◆ Exercícios propostos:
- a) Responda às perguntas abaixo com base na resenha do concerto.
(i) Quem é a presidente do Theatro Municipal?
(ii) A quem Felipe Prazeres dedicou o concerto?
(iii) Com qual ária Gabriella Pace começou a sua apresentação?
- b) Devolva tudo o que está na resenha do concerto, desde "Pace começou a" até "uma excelente interpretação.".
- c) Indique se cada afirmação abaixo está de acordo com a resenha do concerto. Responda sim ou não e cite as palavras exatas que decidem a questão.
(i) O repertório do concerto abrangeu o período de 1859 a 1888.
(ii) A estreia de Prazeres no posto coincidiu com o aniversário de dez anos da sua filha.
(iii) Gabriella Pace se apresentou na primeira parte do concerto.

◆ Trecho do texto:

· · · ·

Série Vozes 2022 – Noite de Música Francesa
Theatro Municipal do Rio de Janeiro, 12 de agosto de 2022
Gabriella Pace, soprano
Marcelo Salles, violoncelo
Felipe Prazeres, regência
Orquestra Sinfônica do Theatro Municipal
O Theatro Municipal do Rio de Janeiro apresentou nesta sexta-feira, 12 de agosto, mais um concerto da sua Série Vozes 2022, com o tema Noite de Música Francesa, que serviu também como estreia oficial para o novo regente titular da Orquestra Sinfônica do Theatro Municipal, Felipe Prazeres.
Antes da apresentação, breves falas da presidente da casa, Clara Paulino, e do diretor artístico, Eric Herrero, deram as boas-vindas a Prazeres, que também falou brevemente, lembrando que a sua estreia no posto ocorria no mesmo dia do aniversário de cinco anos da sua filha, e dedicando o concerto ao seu amigo Gustavo Menezes, violinista da própria orquestra que faleceu há cerca de um ano.
O concerto, incluindo o bis, abordou o período entre 1859 e 1888, e o seu grande destaque foi a atuação, na segunda parte, da soprano Gabriella Pace. Depois de o Municipal do Rio oferecer ao público um Don Giovanni em que a qualidade das vozes da maioria dos solistas esteve aquém de níveis mínimos de exigência, ouvir uma das principais cantoras brasileiras da sua geração foi um prazer para os ouvidos.
Pace começou a sua apresentação com a ária Elle a fui, la tourterelle, da personagem Antonia na ópera Les Contes d’Hoffmann (Os Contos de Hoffmann), de Jacques Offenbach: e logo no breve recitativo que a antecede, a soprano já mostrou o seu cartão de visitas, exibindo o seu controle preciso do vibrato. Na ária propriamente dita, a delicadeza do canto, aliada a médios claros e agudos seguros, rendeu uma excelente interpretação.

· · · ·

Dados coletados:
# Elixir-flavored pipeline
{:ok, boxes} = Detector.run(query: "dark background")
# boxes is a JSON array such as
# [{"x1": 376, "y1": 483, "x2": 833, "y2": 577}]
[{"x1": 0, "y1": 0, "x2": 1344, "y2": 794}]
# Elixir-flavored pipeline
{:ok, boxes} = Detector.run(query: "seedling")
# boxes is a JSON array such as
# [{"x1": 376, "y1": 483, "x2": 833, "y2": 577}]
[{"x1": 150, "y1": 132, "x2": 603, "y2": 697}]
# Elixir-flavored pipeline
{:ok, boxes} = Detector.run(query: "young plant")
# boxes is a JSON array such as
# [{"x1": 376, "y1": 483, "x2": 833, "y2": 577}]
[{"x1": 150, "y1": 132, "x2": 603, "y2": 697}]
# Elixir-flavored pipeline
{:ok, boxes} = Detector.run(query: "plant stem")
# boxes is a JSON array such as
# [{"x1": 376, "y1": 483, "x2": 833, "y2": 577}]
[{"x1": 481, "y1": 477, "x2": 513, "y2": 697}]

· · · ·

◆ Respostas:
- a)
(i) Clara Paulino.
(ii) A Gustavo Menezes, violinista da própria orquestra, que faleceu há cerca de um ano.
(iii) Com a ária Elle a fui, la tourterelle, da personagem Antonia na ópera Les Contes d'Hoffmann, de Jacques Offenbach.

- b)
Pace começou a sua apresentação com a ária Elle a fui, la tourterelle, da personagem Antonia na ópera Les Contes d’Hoffmann (Os Contos de Hoffmann), de Jacques Offenbach: e logo no breve recitativo que a antecede, a soprano já mostrou o seu cartão de visitas, exibindo o seu controle preciso do vibrato. Na ária propriamente dita, a delicadeza do canto, aliada a médios claros e agudos seguros, rendeu uma excelente interpretação.

- c)
(i) Sim: "O concerto, incluindo o bis, abordou o período entre 1859 e 1888".
(ii) Não: "no mesmo dia do aniversário de cinco anos da sua filha".
(iii) Não: "a atuação, na segunda parte, da soprano Gabriella Pace".